Task brief
Which rows contain the word "white"? Gather each of them, matching case exactly.

Extracted entries

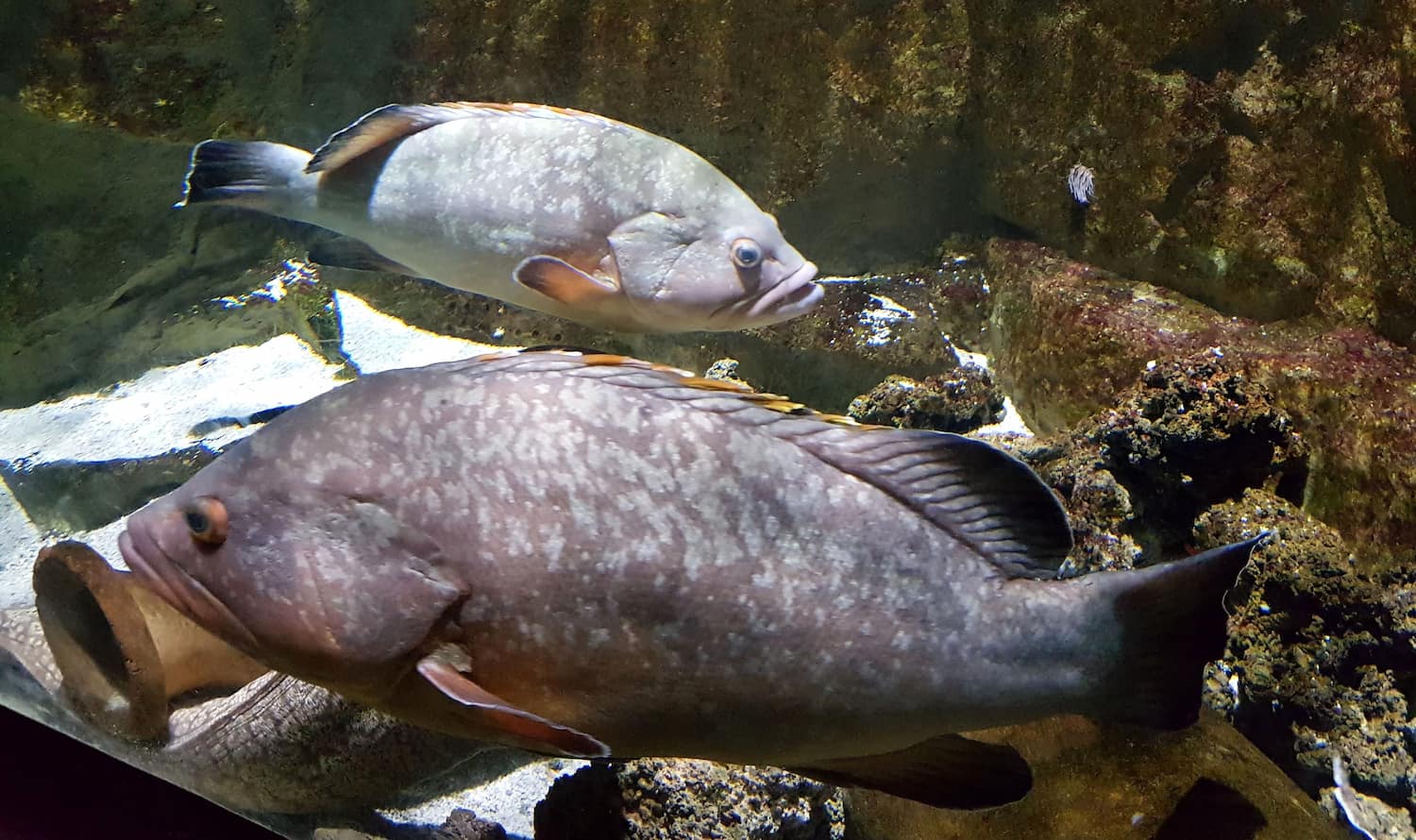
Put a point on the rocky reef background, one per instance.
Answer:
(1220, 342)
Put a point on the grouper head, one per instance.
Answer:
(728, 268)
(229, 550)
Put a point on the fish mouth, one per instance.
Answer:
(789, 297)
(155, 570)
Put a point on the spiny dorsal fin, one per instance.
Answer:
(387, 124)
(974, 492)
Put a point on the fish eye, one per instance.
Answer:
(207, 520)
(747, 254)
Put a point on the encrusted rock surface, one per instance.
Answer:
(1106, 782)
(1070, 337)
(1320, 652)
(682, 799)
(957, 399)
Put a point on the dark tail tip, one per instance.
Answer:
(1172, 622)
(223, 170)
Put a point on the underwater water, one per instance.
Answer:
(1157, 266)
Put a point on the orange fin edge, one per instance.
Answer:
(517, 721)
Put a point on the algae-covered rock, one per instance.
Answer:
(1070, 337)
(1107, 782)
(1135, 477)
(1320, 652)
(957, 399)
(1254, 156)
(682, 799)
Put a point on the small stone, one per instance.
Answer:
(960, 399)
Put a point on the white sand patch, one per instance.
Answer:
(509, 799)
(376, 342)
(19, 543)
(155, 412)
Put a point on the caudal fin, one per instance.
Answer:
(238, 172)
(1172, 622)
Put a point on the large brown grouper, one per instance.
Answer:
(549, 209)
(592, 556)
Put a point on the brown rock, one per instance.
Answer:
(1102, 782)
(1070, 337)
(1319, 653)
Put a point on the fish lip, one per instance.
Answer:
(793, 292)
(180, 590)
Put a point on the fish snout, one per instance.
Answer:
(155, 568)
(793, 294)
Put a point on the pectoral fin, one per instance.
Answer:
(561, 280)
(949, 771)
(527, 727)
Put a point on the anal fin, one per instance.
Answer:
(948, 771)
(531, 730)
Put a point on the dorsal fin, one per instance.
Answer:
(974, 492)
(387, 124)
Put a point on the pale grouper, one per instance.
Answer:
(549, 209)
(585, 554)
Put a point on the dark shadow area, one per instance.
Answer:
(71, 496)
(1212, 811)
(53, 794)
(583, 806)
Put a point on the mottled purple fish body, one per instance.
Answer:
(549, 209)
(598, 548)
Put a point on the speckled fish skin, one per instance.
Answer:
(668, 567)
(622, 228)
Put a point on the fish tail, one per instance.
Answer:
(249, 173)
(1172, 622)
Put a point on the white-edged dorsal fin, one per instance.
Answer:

--

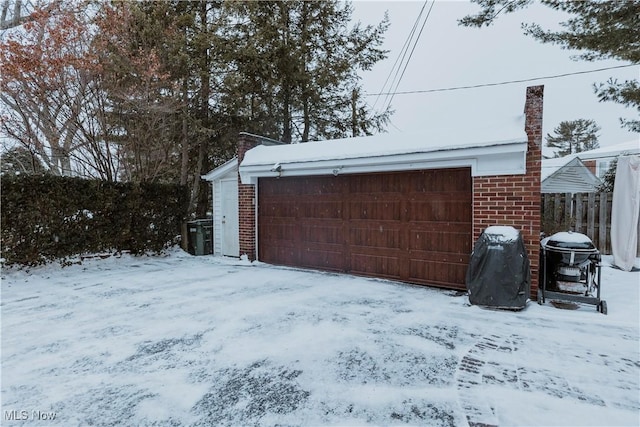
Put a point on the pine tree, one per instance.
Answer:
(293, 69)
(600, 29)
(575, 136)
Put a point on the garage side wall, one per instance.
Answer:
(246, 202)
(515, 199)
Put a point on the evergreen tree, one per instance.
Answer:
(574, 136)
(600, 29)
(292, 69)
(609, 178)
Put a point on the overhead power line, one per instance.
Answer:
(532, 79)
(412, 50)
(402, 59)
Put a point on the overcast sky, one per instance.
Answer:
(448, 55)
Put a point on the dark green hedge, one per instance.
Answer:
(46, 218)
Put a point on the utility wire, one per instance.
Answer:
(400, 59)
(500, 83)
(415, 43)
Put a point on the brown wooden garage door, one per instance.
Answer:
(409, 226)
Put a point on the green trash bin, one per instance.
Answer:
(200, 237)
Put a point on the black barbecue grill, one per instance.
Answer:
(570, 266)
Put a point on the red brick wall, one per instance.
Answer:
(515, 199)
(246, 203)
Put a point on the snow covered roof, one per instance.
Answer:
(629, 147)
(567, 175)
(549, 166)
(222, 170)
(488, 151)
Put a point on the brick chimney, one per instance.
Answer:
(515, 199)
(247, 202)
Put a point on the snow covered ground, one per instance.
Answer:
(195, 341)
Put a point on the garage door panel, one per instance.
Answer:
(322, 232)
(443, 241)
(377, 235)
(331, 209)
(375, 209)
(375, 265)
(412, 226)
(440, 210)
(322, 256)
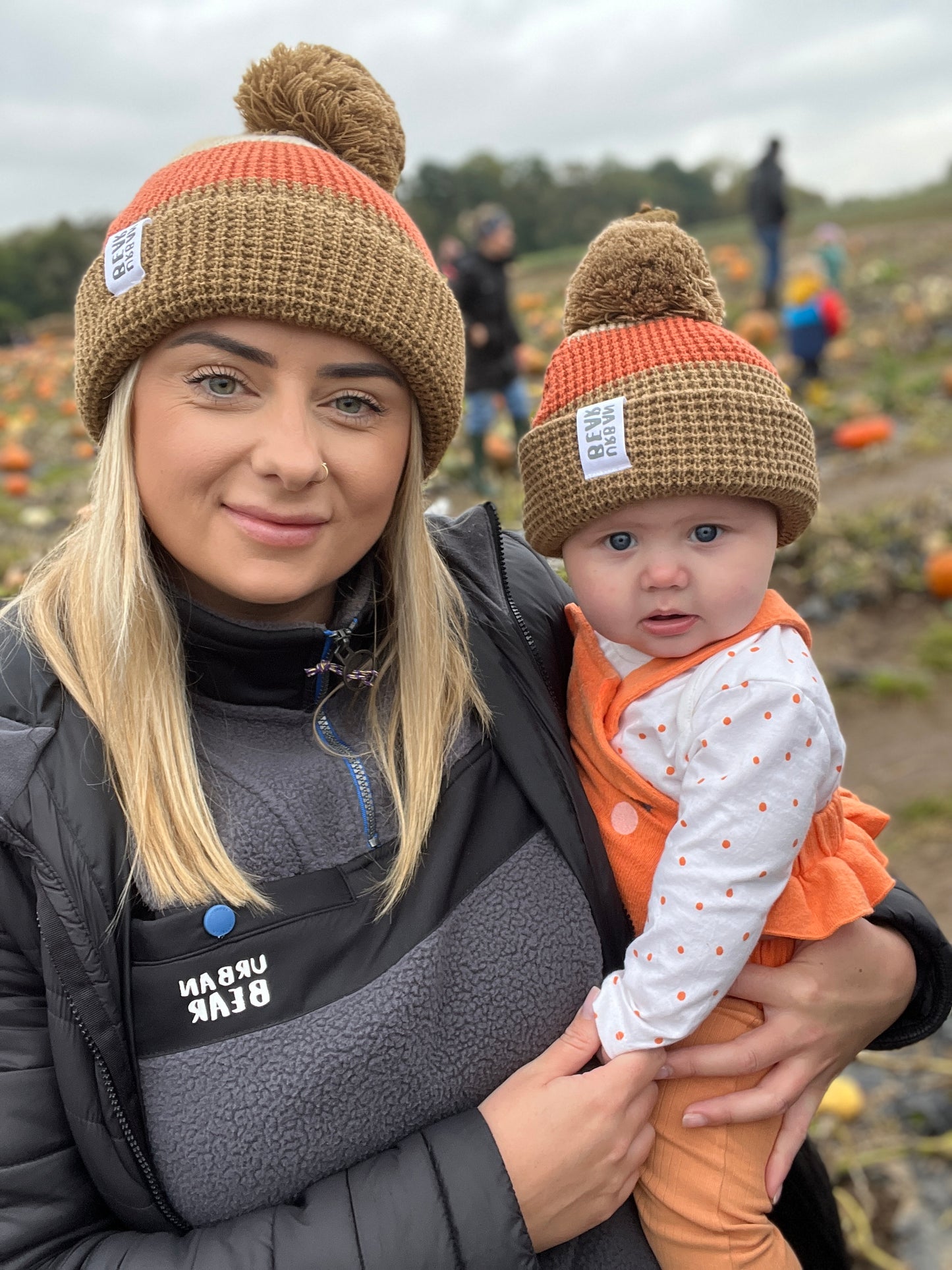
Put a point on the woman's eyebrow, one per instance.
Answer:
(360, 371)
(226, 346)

---

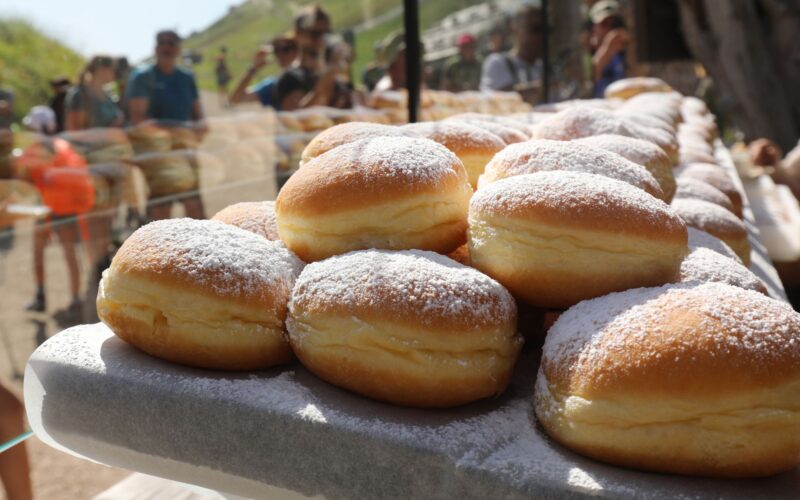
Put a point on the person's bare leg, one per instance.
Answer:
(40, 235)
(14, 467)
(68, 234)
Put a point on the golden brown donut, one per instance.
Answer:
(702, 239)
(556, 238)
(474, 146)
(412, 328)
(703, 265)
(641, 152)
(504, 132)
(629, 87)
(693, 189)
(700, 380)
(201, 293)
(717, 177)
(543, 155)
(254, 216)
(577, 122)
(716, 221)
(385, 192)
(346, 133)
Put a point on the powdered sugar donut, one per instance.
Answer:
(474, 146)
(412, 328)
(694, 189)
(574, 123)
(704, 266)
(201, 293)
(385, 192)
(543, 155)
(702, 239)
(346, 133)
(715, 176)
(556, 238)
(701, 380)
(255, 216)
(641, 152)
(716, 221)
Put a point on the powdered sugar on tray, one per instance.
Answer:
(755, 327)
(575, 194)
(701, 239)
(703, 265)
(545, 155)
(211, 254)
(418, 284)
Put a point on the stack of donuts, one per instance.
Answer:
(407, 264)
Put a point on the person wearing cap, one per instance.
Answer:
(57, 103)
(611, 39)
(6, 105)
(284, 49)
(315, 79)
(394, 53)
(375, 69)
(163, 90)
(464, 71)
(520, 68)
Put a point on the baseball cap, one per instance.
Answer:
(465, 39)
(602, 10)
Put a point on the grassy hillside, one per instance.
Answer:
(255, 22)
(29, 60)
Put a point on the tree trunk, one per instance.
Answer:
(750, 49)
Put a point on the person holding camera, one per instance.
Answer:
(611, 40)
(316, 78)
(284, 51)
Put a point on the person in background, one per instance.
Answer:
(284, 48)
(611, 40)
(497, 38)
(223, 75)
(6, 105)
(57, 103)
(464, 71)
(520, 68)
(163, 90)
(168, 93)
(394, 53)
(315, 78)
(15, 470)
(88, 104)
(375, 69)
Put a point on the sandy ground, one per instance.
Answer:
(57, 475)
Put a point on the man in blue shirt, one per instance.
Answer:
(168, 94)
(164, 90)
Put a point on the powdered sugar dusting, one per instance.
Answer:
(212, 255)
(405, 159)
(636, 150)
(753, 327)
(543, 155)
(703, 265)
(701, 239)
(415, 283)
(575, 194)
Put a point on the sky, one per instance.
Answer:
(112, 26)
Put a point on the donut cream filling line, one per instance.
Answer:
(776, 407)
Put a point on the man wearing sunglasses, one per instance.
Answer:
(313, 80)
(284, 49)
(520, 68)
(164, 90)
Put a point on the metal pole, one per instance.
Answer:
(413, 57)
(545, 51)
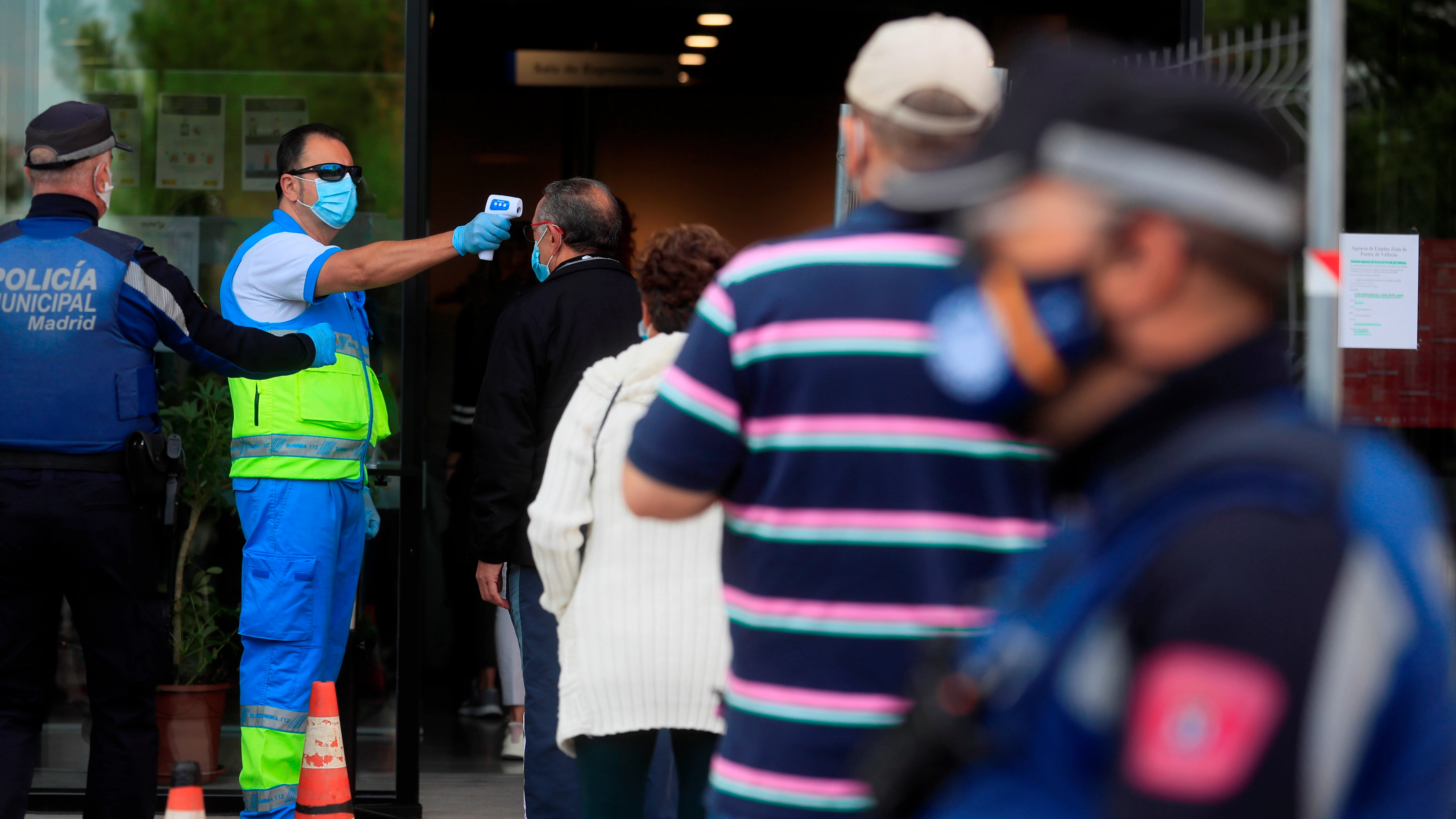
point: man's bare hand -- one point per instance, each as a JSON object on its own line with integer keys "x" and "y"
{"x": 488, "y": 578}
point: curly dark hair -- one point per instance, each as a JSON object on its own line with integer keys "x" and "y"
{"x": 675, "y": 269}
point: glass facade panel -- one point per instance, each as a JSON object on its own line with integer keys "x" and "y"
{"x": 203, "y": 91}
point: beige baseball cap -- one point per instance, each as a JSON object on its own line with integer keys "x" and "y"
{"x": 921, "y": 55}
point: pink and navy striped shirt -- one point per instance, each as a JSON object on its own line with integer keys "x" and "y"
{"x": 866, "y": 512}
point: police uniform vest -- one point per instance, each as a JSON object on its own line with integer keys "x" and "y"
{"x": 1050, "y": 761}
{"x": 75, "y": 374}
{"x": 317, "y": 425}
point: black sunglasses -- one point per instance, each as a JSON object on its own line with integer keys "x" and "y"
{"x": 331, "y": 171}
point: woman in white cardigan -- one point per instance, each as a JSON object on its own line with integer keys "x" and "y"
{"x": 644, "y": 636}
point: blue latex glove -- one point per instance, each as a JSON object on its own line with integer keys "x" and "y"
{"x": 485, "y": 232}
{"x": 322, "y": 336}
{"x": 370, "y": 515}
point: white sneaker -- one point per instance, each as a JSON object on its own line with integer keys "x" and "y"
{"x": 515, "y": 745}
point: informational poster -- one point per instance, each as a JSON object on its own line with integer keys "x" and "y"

Answer for this exercise
Put a point on the white sand patch, one per instance.
Put a point on the white-edged dorsal fin, one per instance.
point: woman in white cardigan -- one point per instance, each as a JSON object on its own line with integer keys "x" and "y"
point: white sneaker -- one point per instance, each as a JSON object on its own line with integer keys "x" and "y"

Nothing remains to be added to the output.